Review Josep (2020) — EOS 2020

Sutradara : Aurel

Penulis skenario : Jean-Louis Milesi

Pengisi suara : Bruno Solo, Sergi López, David Marsais, Gerard Hernandez

Genre : Animasi, Biografi

Negara : Perancis
















***

This film screened at Europe on Screen 2020

***

Sejatinya sifat sebuah film itu universal. Bagi Saya sendiri film adalah bentuk pengekspresian diri, pikiran serta perasaan yang dilakukan oleh pembuatnya, baik itu fiksi atau dokumenter, live action atau animation, apapun itu bentuknya. Format animasi sendiri adalah sebagai media ekspresif tanpa batas yang bisa mewujudkan gagasan-gagasan yang tidak bisa dimunculkan lewat pengambilan gambar secara konvesional. Namun dewasa ini, akibat kepentingan komersial yang mendominasi pasar, film animasi secara umum sering kali digeneralisasikan sebagai sebuah tontonan yang hanya ditunjukan untuk kalangan anak-anak. Studio besar macam Pixar, Disney dan DreamWorks yang walau pada beberapa kasus filmnya seperti "Up", "Zootopia", dan "Shrek" masih tetap dibuat agar bisa dinikmati oleh hampir segala pihak bukan hanya anak-anak, fakta menunjukan bahwa animasi khusus dewasa kian hari makin tergeserkan.

**Tugas**
Salin tanpa perubahan bagian dari ulasan film Josep di atas, mulai dari "Sejatinya sifat sebuah" dan berlanjut sampai "hari makin tergeserkan.".

**Bahan yang Disediakan**
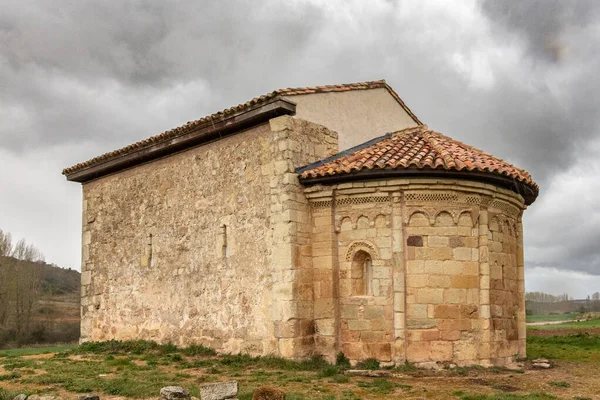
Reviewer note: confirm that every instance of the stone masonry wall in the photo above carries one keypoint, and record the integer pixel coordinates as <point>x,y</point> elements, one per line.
<point>429,298</point>
<point>191,248</point>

**Jawaban**
Sejatinya sifat sebuah film itu universal. Bagi Saya sendiri film adalah bentuk pengekspresian diri, pikiran serta perasaan yang dilakukan oleh pembuatnya, baik itu fiksi atau dokumenter, live action atau animation, apapun itu bentuknya. Format animasi sendiri adalah sebagai media ekspresif tanpa batas yang bisa mewujudkan gagasan-gagasan yang tidak bisa dimunculkan lewat pengambilan gambar secara konvesional. Namun dewasa ini, akibat kepentingan komersial yang mendominasi pasar, film animasi secara umum sering kali digeneralisasikan sebagai sebuah tontonan yang hanya ditunjukan untuk kalangan anak-anak. Studio besar macam Pixar, Disney dan DreamWorks yang walau pada beberapa kasus filmnya seperti "Up", "Zootopia", dan "Shrek" masih tetap dibuat agar bisa dinikmati oleh hampir segala pihak bukan hanya anak-anak, fakta menunjukan bahwa animasi khusus dewasa kian hari makin tergeserkan.